====== PROVIDED PASSAGE ======
The controversy rages on. Freewheel vs Cassette, which type do I have on my bike?
According to the good old’ ever-helpful Sheldon Brown, the terms “freewheel” and “cassette” are often used interchangeably, an error that causes a lot of wasted time and money.”
And he’s not far from right.
By now you know they’re NOT the same! Its a matter of old and new. And how things have panned out over the years.
In this post, we’re going to discuss the main difference between Freewheel and Cassette.
Table of Contents
- Freewheel vs Cassette Comparison
- What is Freewheel?
- Cassette Freehubs
Freewheel vs Cassette Comparison
- Consist of a mechanism that makes coasting possible.
- Commonly 5-, 6- or 7-speeds
- Freewheel is an older version which is screwed on traditional rear hubs
- Freewheels screw onto the hub without any tools for installation and removal.
- Extractor splines do not turn when sprockets are spun backward
- Installing a freewheel is quite easy, and requires no tools at all.
======
→ **GIVEN EXERCISE 1**:
Quote, word for word, the section of the freewheel and cassette article that opens with the words containing "The controversy rages" and closes with "far from right.".
→ **GIVEN EXERCISE 2**:
Continue the freewheel and cassette article beyond its final line.
The entries are drawn from a separate, unrelated source.
====== RECORD SET ======
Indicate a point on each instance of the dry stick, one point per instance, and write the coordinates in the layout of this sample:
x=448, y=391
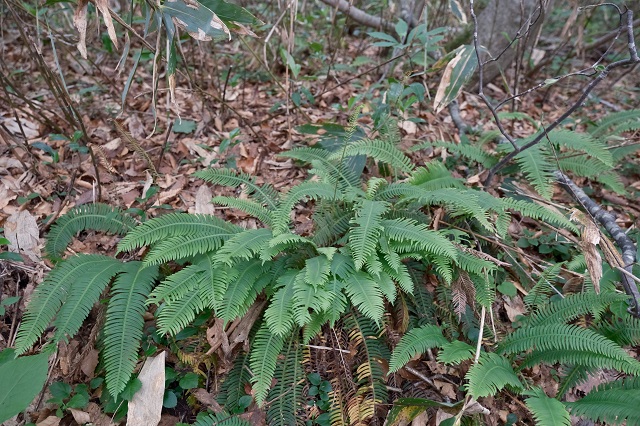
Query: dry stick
x=608, y=221
x=633, y=59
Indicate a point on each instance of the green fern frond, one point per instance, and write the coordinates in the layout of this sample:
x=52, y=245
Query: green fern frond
x=174, y=224
x=611, y=403
x=538, y=169
x=177, y=285
x=124, y=323
x=317, y=270
x=455, y=352
x=573, y=306
x=305, y=191
x=434, y=175
x=536, y=211
x=265, y=349
x=250, y=207
x=286, y=397
x=330, y=225
x=279, y=314
x=624, y=331
x=243, y=246
x=264, y=194
x=55, y=291
x=97, y=217
x=242, y=291
x=365, y=294
x=177, y=314
x=380, y=150
x=492, y=373
x=586, y=358
x=416, y=341
x=584, y=166
x=582, y=142
x=562, y=337
x=419, y=236
x=546, y=411
x=604, y=125
x=319, y=159
x=364, y=237
x=186, y=246
x=221, y=418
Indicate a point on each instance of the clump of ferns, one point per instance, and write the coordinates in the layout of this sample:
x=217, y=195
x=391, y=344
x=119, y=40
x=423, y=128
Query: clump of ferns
x=549, y=335
x=359, y=261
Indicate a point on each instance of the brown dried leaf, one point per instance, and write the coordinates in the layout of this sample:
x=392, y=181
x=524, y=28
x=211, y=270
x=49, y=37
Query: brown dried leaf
x=80, y=21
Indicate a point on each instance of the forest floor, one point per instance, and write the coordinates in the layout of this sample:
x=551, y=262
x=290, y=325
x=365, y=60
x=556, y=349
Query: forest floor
x=256, y=122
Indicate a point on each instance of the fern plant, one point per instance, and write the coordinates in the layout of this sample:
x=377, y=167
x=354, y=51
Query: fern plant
x=592, y=154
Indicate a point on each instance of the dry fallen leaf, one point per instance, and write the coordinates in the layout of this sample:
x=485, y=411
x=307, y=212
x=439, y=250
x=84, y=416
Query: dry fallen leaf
x=21, y=229
x=145, y=408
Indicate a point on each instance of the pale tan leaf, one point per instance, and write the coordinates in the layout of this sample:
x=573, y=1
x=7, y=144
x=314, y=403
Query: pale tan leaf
x=103, y=7
x=21, y=229
x=145, y=408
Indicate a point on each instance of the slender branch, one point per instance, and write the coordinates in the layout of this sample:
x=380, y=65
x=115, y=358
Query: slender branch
x=359, y=15
x=608, y=221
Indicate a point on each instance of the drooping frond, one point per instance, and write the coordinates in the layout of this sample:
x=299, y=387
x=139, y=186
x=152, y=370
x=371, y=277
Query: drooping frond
======
→ **FINAL ANSWER 1**:
The controversy rages on. Freewheel vs Cassette, which type do I have on my bike?
According to the good old’ ever-helpful Sheldon Brown, the terms “freewheel” and “cassette” are often used interchangeably, an error that causes a lot of wasted time and money.”
And he’s not far from right.

→ **FINAL ANSWER 2**:
- Built-in ratchet mechanism
- Commonly 7-, 8-, 9- or 10-speeds
- Cassette Freehub is the new standard
- A special tool is needed to remove and retighten the lockring on the road.
- Lockring splines turn with sprockets when spun backward
- Many cassette Freehubs have a distinctive bulge on the right end of the hub barrel.
Steps to determine if a sprocket is a Freewheel or Cassette system
Remove the rear wheel from the bike. Find the tool fitting on the sprocket set.
Spin the sprockets backward.
If the fittings spin with the cogs,
it is a cassette system with a freehub.
If the tool fittings do not spin with the cogs,
it is a threaded freewheel system.
Bicycle Freewheel Thread-on
Generally, a standard freewheel/sprocket cluster could be screwed on traditional rear hubs which came with a standardized set of threads.
As per this structure, any brand of freewheel could be mounted on any brand of the hub.
Further, you could easily unscrew the cluster of sprockets if they were worn out or you simply wanted a different gear ratio and quickly install a new one as a replacement.
What is Freewheel?
A Freewheel is a mechanism or the part which makes coasting possible.
A ratchet mechanism that allows the rear sprocket(s) to drive the wheel when pedaled forward, but allows the wheel to turn forward independently even when the sprockets are not turning.
A standard freewheel attaches to a hub by screwing on to external threads that are part of the hub.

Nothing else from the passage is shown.